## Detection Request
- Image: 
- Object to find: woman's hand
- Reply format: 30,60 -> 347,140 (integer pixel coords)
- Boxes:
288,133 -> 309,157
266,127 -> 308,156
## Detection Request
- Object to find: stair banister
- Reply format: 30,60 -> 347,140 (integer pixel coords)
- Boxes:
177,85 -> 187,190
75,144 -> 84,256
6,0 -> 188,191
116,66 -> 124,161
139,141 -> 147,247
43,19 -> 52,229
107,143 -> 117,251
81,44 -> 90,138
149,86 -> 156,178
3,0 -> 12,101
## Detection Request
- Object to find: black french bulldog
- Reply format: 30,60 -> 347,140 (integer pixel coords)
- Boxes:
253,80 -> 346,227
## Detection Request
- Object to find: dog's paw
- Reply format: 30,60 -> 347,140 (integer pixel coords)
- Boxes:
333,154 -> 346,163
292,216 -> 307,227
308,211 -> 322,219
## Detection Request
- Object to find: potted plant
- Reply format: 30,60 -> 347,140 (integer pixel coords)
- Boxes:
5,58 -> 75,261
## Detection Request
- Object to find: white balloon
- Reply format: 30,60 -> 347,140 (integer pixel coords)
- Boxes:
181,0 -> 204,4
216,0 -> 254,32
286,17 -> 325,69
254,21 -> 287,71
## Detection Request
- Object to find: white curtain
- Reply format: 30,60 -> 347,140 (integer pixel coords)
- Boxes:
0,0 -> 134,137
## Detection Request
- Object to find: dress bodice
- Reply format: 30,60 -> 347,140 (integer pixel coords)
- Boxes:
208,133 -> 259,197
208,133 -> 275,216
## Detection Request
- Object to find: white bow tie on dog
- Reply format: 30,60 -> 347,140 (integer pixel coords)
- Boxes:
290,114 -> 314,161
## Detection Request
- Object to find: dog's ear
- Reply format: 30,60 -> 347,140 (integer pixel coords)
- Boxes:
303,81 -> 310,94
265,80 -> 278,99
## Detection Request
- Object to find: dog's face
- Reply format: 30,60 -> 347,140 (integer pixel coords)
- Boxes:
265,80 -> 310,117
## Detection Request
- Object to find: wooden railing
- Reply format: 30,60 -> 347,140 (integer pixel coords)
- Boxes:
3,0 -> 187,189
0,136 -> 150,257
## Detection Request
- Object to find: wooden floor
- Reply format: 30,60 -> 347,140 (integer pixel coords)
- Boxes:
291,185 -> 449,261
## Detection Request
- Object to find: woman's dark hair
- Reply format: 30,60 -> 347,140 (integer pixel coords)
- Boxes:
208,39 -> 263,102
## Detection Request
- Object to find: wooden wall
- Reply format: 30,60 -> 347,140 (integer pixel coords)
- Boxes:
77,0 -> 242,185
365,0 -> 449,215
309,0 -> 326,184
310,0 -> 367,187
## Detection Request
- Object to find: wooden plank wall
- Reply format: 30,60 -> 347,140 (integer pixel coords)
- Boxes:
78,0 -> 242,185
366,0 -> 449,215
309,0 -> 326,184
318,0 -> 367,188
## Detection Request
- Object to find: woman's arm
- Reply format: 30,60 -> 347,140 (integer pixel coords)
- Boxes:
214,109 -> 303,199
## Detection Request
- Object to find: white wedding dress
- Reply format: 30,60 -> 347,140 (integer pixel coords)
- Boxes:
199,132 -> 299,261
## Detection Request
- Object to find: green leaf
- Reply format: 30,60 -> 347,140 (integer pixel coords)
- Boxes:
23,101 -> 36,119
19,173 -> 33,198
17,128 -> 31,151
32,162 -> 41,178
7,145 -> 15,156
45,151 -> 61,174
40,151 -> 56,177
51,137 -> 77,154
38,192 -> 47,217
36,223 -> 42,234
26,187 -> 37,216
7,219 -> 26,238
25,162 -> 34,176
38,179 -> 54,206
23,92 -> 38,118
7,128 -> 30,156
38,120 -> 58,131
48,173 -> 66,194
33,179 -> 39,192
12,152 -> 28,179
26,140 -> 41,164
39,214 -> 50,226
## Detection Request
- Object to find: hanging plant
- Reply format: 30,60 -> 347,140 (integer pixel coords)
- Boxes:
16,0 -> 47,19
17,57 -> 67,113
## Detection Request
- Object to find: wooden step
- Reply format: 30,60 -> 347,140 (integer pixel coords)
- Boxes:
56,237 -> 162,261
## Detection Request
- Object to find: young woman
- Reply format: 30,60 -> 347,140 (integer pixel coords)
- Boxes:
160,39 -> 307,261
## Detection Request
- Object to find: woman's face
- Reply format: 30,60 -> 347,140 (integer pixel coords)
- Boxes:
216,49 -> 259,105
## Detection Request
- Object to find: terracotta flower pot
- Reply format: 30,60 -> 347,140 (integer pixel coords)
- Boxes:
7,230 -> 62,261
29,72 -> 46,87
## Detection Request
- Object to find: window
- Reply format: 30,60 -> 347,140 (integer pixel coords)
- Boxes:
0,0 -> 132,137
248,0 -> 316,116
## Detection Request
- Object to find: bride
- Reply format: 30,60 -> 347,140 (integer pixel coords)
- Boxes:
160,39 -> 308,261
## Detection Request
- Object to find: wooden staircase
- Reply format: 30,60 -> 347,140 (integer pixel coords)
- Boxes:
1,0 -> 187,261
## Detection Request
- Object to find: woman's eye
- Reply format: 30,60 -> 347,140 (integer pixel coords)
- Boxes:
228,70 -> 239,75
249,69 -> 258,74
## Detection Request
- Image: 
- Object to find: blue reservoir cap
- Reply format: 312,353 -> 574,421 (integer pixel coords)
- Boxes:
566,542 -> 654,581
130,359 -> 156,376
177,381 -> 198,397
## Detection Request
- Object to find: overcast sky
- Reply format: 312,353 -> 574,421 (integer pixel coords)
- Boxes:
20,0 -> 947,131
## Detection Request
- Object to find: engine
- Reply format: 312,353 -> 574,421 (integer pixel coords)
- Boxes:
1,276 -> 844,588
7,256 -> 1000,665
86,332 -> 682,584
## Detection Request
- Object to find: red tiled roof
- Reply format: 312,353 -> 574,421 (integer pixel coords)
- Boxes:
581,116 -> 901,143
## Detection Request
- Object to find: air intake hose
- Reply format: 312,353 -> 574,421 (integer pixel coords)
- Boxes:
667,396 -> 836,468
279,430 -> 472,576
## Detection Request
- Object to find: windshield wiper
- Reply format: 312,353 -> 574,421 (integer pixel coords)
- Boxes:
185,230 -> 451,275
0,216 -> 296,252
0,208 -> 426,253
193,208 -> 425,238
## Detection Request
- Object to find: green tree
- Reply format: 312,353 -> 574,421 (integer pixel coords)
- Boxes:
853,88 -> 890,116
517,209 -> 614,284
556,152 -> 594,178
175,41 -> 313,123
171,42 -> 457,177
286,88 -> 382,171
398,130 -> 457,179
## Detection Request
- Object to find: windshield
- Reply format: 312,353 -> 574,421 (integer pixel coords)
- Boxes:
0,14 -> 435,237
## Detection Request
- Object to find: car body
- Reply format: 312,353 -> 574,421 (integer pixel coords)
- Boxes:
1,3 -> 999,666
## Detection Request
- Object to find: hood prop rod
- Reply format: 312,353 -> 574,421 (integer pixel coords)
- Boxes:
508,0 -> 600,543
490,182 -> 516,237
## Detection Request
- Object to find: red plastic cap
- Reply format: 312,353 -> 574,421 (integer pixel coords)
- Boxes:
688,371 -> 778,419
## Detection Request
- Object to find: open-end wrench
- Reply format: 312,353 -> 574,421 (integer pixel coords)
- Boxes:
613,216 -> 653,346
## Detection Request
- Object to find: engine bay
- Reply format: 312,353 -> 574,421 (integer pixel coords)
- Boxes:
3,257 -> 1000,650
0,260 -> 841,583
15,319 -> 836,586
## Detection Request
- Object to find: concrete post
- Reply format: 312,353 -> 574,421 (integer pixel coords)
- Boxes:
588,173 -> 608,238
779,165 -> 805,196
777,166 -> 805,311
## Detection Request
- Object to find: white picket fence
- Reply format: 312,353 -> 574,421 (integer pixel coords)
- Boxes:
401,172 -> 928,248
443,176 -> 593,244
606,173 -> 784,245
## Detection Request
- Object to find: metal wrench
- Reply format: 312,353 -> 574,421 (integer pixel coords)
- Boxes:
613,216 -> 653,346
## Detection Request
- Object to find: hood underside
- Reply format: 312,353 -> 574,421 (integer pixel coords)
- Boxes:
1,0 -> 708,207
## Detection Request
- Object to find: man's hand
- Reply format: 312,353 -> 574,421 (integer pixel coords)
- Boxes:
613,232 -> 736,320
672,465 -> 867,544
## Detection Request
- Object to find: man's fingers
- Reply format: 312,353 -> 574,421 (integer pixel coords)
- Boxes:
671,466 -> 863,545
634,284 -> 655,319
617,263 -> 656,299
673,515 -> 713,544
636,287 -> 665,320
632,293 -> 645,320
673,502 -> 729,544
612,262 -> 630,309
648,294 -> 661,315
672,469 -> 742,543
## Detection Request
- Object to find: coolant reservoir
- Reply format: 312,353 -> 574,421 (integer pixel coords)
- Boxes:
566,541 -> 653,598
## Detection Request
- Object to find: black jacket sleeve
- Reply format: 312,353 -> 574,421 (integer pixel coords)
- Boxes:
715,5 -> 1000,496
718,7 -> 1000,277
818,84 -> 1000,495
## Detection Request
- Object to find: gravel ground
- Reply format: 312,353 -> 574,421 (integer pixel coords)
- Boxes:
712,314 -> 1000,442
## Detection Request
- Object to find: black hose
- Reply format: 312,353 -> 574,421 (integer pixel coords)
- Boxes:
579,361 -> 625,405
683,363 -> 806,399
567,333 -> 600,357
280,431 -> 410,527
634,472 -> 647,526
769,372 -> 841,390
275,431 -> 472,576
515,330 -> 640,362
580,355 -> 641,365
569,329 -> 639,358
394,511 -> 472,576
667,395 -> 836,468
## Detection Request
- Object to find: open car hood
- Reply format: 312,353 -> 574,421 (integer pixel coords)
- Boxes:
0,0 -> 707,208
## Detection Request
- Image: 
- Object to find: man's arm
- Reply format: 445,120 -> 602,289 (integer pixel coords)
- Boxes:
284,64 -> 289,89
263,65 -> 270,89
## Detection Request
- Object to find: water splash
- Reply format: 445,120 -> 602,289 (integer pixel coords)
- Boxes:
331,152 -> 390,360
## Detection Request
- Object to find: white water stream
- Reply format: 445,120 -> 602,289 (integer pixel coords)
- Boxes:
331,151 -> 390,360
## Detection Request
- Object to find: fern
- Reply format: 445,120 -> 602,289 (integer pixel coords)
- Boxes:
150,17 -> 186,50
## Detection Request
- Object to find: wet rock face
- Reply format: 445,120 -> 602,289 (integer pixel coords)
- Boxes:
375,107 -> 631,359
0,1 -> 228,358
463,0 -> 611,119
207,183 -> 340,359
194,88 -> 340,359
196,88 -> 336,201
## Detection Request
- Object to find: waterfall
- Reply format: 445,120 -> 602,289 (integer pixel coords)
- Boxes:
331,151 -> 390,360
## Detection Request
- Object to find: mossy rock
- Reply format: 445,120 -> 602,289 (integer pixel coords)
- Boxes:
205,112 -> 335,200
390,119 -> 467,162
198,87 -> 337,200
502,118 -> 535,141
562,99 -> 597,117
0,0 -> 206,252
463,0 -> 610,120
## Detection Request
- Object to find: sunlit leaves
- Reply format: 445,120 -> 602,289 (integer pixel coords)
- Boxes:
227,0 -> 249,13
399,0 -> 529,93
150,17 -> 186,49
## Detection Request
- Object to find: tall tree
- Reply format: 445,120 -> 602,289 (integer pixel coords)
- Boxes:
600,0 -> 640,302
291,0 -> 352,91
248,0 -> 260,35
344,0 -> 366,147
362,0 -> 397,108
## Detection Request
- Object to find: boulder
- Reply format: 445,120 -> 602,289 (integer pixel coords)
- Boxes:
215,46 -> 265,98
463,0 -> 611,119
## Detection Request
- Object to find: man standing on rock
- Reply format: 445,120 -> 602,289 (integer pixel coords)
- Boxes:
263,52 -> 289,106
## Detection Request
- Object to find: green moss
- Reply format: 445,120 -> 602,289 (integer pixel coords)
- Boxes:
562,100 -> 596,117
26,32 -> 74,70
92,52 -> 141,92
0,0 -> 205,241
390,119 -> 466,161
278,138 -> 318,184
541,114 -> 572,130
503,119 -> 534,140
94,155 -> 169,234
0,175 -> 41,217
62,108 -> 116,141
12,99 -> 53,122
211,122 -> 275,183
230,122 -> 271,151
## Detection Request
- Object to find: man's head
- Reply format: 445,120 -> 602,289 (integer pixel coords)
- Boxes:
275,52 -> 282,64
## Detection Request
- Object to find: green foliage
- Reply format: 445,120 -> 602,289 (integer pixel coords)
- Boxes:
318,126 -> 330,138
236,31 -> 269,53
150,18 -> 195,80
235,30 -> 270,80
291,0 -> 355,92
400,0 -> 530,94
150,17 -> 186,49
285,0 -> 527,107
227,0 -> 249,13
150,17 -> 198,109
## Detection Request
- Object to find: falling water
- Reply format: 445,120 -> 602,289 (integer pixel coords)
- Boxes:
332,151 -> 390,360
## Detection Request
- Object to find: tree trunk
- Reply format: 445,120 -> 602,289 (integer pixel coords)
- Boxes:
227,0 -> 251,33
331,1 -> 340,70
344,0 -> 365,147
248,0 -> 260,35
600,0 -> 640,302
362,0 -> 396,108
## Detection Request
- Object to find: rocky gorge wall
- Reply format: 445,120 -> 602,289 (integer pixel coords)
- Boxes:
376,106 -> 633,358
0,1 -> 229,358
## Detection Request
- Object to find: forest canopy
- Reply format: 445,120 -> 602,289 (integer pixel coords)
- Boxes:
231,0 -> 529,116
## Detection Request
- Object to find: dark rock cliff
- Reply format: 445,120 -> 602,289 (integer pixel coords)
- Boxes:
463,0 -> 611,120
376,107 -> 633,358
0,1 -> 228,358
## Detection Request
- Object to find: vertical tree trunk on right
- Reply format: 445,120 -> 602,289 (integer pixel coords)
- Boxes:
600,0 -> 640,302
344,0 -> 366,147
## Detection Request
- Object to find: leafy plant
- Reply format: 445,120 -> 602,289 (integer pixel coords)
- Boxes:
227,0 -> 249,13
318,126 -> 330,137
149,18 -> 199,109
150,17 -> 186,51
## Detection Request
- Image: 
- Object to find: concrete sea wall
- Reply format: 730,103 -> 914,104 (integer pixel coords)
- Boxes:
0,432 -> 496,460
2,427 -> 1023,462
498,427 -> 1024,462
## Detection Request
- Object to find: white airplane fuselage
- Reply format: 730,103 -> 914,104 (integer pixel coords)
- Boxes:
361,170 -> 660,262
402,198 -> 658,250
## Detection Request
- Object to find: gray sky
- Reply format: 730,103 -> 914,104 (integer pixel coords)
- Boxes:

Problem description:
Every line in the listing that holds the string "trunk" should be copied out.

Written answer:
- Object to find: tree trunk
- Object to find: vertical tree trunk on right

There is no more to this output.